▸ **Written instruction**: Rewrite the lines below with every "laptop keyboard" replaced by "computer keyboard" and nothing else changed, and leave the pictures out of your version.

▸ **Labeled-object pointing entries**:
----

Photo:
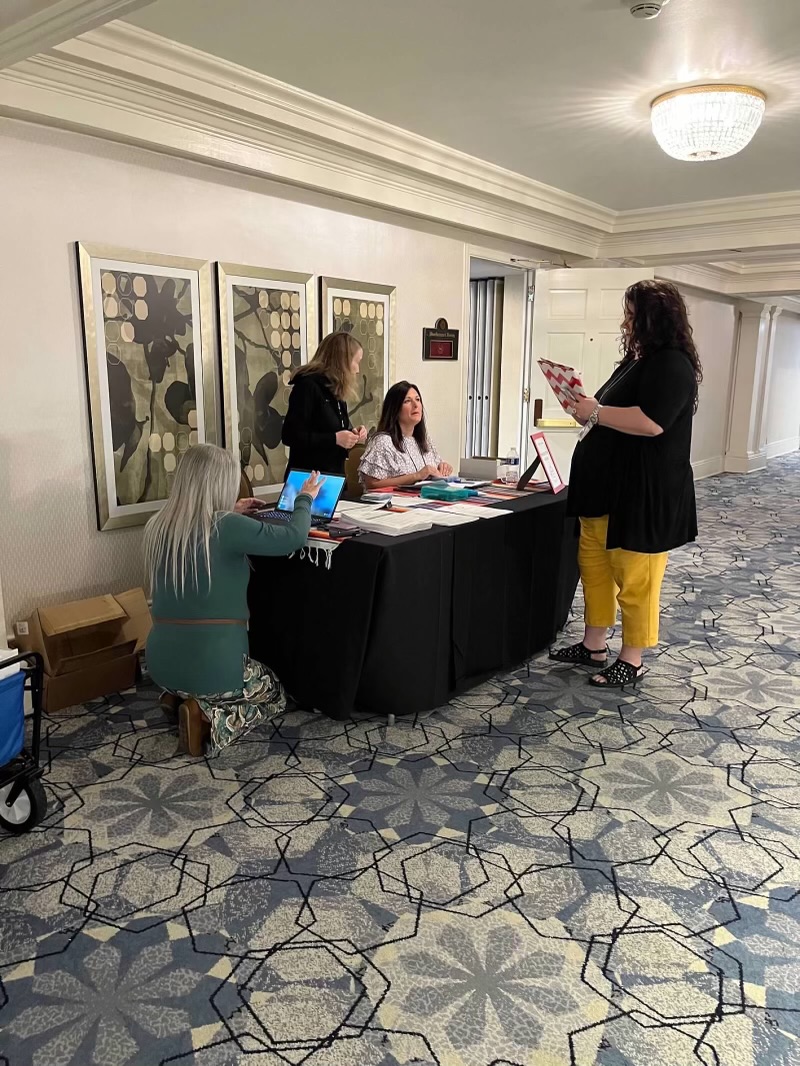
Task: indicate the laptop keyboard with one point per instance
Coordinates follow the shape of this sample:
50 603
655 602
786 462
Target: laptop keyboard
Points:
284 516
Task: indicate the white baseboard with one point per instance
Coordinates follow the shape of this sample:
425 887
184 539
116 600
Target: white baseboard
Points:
746 464
783 447
707 468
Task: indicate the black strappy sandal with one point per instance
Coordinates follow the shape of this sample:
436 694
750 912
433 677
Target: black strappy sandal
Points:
579 655
621 675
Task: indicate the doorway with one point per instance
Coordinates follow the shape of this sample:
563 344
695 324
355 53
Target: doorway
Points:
500 306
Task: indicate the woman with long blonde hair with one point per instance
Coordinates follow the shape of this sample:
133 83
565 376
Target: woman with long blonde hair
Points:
317 429
195 551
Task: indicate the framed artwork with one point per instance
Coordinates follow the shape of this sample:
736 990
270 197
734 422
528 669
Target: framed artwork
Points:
149 372
367 311
267 322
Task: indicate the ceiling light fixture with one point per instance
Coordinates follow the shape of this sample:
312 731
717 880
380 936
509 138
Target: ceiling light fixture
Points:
706 122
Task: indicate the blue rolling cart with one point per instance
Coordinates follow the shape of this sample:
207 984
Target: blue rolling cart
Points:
22 797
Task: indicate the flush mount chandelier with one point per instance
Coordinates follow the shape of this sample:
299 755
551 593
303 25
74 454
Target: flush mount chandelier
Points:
706 122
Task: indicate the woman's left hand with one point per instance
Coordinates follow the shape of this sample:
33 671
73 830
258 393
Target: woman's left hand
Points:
246 505
584 409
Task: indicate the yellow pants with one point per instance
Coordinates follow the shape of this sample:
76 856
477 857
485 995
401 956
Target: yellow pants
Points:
628 578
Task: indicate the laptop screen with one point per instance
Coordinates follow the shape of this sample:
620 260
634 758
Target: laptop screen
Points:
325 503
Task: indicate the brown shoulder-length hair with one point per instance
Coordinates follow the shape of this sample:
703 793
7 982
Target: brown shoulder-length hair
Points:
332 360
389 422
656 320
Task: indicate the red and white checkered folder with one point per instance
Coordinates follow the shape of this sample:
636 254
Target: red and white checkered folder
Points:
564 382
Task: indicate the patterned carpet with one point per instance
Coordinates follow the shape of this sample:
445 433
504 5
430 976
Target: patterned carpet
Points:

----

▸ **Result**:
Photo:
Task: indicate the computer keyboard with one point per instance
Coordinates follow the shape of this sample:
50 603
655 602
786 462
Target: computer keyboard
Points:
284 516
Task: indicate the white baseboard with one point per instance
Coordinates follow the shape of this sample:
425 887
184 539
116 600
Target: white baseboard
Points:
746 464
783 447
707 468
Task: indicate the black strappy sandal with one point per instance
Coordinates follow the shape of this sample:
436 694
750 912
433 677
Target: black strappy sandal
Points:
579 655
621 675
Task: indicate the doorway with one point per instance
Coordinates follow the shape of this sample:
563 344
695 324
355 53
Target: doorway
Points:
500 306
Task: indicate the woman with long blonde hair with one point per instance
Coordinates follow the shape of this sample:
133 83
565 376
Target: woman with long blonde hair
Points:
317 429
195 551
Task: indicate the framed artwork with one point per instance
Coordinates follow the shape of this sample:
736 990
270 197
734 422
528 669
Target: framed artwork
Points:
149 372
367 311
267 322
Task: indicate the ceiling light fixture with one point per instance
Coordinates follow the shape of this sample:
312 731
717 880
380 936
509 138
Target: ceiling light fixture
Points:
706 122
Task: indicate the blue rolling cart with one point per instance
Coordinates follow the shape of this sample:
207 984
Target: blue rolling cart
Points:
22 797
Task: indicate the flush mount chandelier with one point per instance
Coordinates follow the shape of this sample:
299 755
551 593
303 25
74 454
Target: flush mount chandelier
Points:
706 122
Task: indicate the woman's left hand with one point per instance
Coordinates follow the shape of this sample:
33 671
73 830
258 393
Target: woman's left hand
Points:
246 505
584 409
Task: indicate the yellow pants with one point per instance
Coordinates follow the shape of this sample:
76 856
477 857
485 995
401 956
Target: yellow pants
Points:
628 578
Task: indicate the laptop screen with one point per instance
Coordinates follow the shape of this sample:
620 260
634 758
Target: laptop screen
Points:
325 503
Task: indicate the brown shoulder-length hair with one point per instance
Coordinates follow the shape of this sample:
703 793
7 982
Target: brown shoulder-length hair
Points:
332 360
389 422
656 320
Task: indicate the red and white checkered folder with one point per instance
Coordinates follow the shape of this sample:
636 254
Target: red and white checkered folder
Points:
564 382
Task: indicate the patterned carpet with one point per instance
Coordinates follow the shape of this sample:
445 433
504 5
430 976
Target: patterned carpet
Points:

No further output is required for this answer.